**ASSIGNED TASK**
Count the lines below that contain "this". Give only the number.

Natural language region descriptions
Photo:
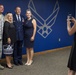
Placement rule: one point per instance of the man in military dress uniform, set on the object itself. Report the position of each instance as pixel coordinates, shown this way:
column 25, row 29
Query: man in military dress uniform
column 1, row 31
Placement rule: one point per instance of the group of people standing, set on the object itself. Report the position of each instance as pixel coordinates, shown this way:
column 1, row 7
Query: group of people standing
column 14, row 31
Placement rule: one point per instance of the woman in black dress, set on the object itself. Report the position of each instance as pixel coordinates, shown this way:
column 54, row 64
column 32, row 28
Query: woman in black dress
column 29, row 35
column 9, row 38
column 72, row 58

**TASK ANSWER**
3